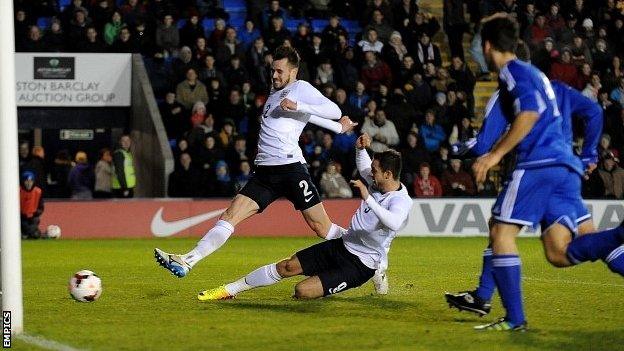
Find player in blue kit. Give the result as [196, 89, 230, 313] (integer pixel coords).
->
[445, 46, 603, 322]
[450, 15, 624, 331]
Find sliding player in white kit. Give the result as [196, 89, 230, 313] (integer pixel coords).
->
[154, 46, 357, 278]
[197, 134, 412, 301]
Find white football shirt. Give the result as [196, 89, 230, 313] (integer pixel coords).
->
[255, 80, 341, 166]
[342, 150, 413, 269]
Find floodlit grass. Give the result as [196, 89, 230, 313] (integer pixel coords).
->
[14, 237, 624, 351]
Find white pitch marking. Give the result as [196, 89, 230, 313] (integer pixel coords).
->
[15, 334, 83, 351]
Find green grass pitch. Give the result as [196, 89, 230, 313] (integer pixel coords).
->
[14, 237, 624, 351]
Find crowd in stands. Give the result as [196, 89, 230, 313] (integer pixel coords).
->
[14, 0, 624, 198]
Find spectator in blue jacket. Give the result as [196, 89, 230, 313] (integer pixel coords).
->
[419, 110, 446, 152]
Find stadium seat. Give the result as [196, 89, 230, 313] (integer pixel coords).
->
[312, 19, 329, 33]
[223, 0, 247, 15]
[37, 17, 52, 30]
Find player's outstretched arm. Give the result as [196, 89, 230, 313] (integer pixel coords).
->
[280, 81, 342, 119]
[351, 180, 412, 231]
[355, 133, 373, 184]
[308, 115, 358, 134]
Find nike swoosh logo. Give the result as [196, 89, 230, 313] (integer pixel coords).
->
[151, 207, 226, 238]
...
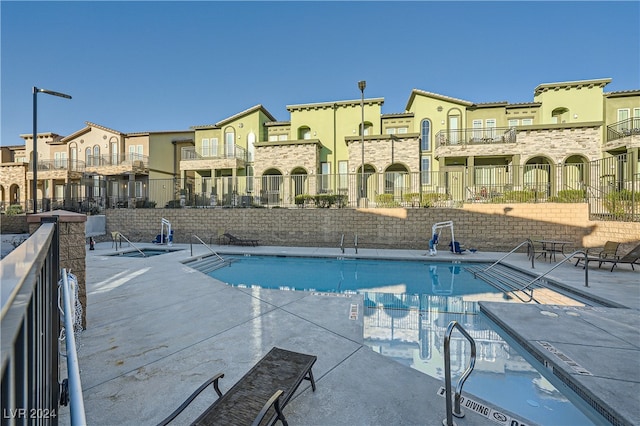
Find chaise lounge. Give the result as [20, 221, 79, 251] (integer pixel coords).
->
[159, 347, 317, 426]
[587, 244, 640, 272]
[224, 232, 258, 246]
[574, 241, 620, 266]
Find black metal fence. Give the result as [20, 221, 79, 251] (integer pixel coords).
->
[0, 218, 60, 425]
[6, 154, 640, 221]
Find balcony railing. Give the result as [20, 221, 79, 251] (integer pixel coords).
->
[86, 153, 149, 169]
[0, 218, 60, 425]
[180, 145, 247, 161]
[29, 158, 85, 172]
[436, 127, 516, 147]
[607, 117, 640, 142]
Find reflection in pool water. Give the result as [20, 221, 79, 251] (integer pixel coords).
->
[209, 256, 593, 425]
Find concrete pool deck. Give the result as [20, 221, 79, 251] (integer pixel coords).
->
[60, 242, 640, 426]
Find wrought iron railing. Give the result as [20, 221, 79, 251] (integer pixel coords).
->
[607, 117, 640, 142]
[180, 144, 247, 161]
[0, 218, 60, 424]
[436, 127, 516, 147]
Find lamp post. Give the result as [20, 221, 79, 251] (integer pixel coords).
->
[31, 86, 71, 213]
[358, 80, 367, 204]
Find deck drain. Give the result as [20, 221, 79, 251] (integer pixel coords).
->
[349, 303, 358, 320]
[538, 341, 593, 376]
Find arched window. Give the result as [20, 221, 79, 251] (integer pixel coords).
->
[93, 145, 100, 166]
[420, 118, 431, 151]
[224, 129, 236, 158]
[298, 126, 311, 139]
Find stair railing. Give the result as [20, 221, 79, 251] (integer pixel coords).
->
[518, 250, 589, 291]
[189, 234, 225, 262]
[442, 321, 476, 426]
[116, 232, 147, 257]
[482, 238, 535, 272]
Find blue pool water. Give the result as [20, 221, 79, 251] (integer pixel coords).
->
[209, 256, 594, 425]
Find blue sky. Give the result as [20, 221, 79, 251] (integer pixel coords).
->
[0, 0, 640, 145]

● **REQUIRED TASK**:
Copy the lines of the data above verbatim, starting at the line that contains "Find crowd in" and ending at the line that contains "[419, 110, 446, 152]".

● **THE REPLY**:
Find crowd in stands. Give the result as [196, 89, 230, 313] (integer pixel coords).
->
[14, 0, 624, 198]
Find spectator in blue jacket. Give the result as [196, 89, 230, 313] (integer pixel coords).
->
[419, 110, 446, 152]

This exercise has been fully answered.